### Input data
|---|

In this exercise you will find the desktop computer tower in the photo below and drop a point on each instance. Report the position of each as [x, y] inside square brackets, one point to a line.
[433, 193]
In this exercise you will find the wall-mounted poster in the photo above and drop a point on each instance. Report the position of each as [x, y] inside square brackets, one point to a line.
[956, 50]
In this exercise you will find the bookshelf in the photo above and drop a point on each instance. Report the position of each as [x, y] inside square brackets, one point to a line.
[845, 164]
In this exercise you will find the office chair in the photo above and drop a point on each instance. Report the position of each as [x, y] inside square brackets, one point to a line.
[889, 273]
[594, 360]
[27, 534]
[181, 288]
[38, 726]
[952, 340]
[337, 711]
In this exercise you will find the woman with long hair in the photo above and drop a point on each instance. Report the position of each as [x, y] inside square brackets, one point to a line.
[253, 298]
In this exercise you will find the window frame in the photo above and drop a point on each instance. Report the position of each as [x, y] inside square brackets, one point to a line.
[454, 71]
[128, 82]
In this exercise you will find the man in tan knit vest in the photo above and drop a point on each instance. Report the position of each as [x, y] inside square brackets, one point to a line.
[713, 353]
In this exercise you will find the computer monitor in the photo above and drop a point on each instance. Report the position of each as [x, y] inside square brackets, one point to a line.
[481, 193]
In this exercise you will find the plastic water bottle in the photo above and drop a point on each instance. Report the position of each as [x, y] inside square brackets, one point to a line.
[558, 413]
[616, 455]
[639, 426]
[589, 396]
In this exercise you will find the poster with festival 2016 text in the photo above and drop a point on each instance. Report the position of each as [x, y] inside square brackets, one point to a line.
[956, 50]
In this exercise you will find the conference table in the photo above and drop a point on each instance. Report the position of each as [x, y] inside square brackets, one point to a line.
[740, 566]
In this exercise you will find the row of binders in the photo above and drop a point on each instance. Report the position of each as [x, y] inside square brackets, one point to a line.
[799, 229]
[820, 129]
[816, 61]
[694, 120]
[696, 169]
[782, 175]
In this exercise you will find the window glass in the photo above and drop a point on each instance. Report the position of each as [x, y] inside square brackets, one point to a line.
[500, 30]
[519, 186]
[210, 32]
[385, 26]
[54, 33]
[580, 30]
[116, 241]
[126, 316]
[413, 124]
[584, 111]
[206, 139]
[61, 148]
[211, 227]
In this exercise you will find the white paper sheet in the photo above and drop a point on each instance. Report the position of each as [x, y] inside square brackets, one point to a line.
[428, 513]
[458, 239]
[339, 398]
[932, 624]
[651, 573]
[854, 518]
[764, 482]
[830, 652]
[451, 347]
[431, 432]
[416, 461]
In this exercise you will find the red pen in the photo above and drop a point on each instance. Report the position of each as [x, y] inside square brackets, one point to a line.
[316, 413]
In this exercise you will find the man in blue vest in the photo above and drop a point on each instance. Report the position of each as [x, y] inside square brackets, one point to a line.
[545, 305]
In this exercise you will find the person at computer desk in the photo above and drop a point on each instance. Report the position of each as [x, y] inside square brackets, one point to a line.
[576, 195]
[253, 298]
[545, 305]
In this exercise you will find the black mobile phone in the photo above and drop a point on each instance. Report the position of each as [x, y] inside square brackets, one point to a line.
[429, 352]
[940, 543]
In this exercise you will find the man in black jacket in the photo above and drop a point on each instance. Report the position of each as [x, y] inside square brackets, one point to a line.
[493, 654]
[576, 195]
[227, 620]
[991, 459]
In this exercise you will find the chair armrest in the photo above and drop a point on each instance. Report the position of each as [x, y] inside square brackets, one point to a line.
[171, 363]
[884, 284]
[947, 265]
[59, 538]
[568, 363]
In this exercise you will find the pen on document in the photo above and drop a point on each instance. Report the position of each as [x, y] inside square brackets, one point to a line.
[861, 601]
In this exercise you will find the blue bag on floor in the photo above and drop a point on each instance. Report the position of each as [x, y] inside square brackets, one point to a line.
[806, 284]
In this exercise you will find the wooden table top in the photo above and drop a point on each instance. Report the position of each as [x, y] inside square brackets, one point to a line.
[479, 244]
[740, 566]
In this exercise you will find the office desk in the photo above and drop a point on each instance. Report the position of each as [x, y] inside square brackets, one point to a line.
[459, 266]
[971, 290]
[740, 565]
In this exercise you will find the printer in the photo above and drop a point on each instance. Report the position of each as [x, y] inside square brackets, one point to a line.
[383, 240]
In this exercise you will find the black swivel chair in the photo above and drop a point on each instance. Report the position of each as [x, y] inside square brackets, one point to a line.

|---|

### What you will do
What you return should match the listing above exactly.

### Written response
In this exercise you will find the desktop computer tower in the photo below and drop a point on each instance. Report the position of each as [x, y] inside square brackets, one point to a line.
[433, 193]
In this exercise you will find the wall-mounted poster in the photo above and drop a point on each instance. Report the position of each as [x, y] inside square brackets, one point to a line.
[956, 50]
In this exercise you will find the bookshelf in the photo above and drop a point on each instance. Report the position of each as [x, y] inside square brackets, one point to a line.
[845, 164]
In this exercise you will find the office chair in the photo above and drop a point on each instance. Report the position of each as [x, y] inside square brackets, one point to a line.
[889, 273]
[594, 360]
[27, 534]
[181, 288]
[38, 726]
[952, 340]
[337, 711]
In this exercise you will find the woman with long hair in the photo above and drop a point on each instance. Report the position of each as [x, y] inside square brackets, one point to a line.
[253, 298]
In this exercise you will find the window frame in the photo above and drop a point on each instance. Report the position of each as [x, y] inside square brackets, one point to a line.
[454, 71]
[128, 82]
In this exercise you will find the man in tan knit vest in the photo above and drop a point on each instance. Report the position of each as [x, y] inside square brackets, one point to a line.
[713, 353]
In this exercise you will find the computer monitor in the photo above and drop a point on each instance. Report the position of each as [x, y] inside square brackets, one point to a line.
[481, 193]
In this exercise you will find the plastic water bottle in the photo above and drop a point on each instance. Report the position of each as [x, y] inside square brackets, one point to a line.
[558, 413]
[616, 455]
[639, 426]
[589, 396]
In this exercise you will find the poster with festival 2016 text in the photo above and drop a point on each instance. Report the position of each as [x, y] inside square brackets, one point to a line.
[956, 50]
In this exercise you will find the conference table in the photo above and drop a point on each instance. Report the position of each as [x, y] inside square brackets, one point to a line.
[740, 566]
In this exercise you will find the row of binders in the photo above and drop a point on each instance. Report the position of each as [x, y] inside square brackets, one point to a line.
[799, 229]
[820, 129]
[816, 61]
[694, 120]
[696, 169]
[782, 175]
In this exercise you will find the window glass in the photo above and drop a point on each instance. Report the position of each as [x, y] inside square brackets, one point to a line.
[500, 30]
[519, 186]
[210, 32]
[385, 26]
[54, 33]
[580, 30]
[116, 241]
[126, 316]
[413, 124]
[584, 111]
[206, 139]
[61, 148]
[211, 227]
In this exercise you will find the white paper sheet in the photo above and drop a point on each instance. Report the position of each as [x, y] inside square brackets, one point to a line.
[428, 513]
[458, 239]
[339, 398]
[932, 624]
[651, 573]
[854, 518]
[764, 482]
[830, 652]
[451, 347]
[431, 432]
[416, 461]
In this exercise you will find the red pen in the photo above and drop a point on each instance. Report the position of each as [x, y] inside square brackets, one point to a line.
[316, 413]
In this exercise you will find the man in blue vest in the photo above and drop a point on each instance. Report the position of each as [x, y] inside square brackets, one point to a line.
[545, 305]
In this exercise you will find the person at computer desk in the photo above and drop a point on each instance. Report the position of each as [x, y] inside square brackets, one point to a line.
[576, 195]
[253, 298]
[545, 305]
In this exercise you will find the black mobile phone in the photo above and drop a point on each instance. Report the position of each as [x, y] inside square brackets, one point to a line.
[429, 352]
[940, 543]
In this exercise you will find the man in black jacket in the photo above and drop a point on each instance. Report the position of each as [x, y] inside square brackets, one point to a line.
[493, 654]
[576, 195]
[227, 620]
[991, 459]
In this exercise you will find the chair armrest in the photo above and drop a point on each instance. Report the position of each as [x, y] inside square brackets, one point to a line.
[171, 363]
[884, 284]
[947, 265]
[59, 538]
[568, 363]
In this exercise you will find the pen on document in the photo above and drop a point on each instance. Report the position of each as [x, y] inside square brackets, one point to a line.
[861, 601]
In this exercise you will find the blue bag on floor in the photo above and drop a point on each instance. Report the position of each as [x, y] inside square brackets, one point to a line.
[806, 284]
In this exercise you will find the wooden table top in the photo above and drop a point on each instance. Report the position of each as [x, y] inside square brackets, one point to a line.
[479, 244]
[740, 566]
In this exercise you will find the office desk in the photo above and drop a point on each instance. Report the position of each as [x, y] inside square brackets, one point to a line.
[459, 266]
[971, 290]
[740, 565]
In this exercise you will find the printer in the photo above and drop a point on each instance. Report the position of each as [x, y] inside square brackets, one point to a line.
[383, 240]
In this exercise you will find the black swivel chair in the photo above and drop a point on each instance. Report the position of each as [x, y] inside square brackets, one point to a line.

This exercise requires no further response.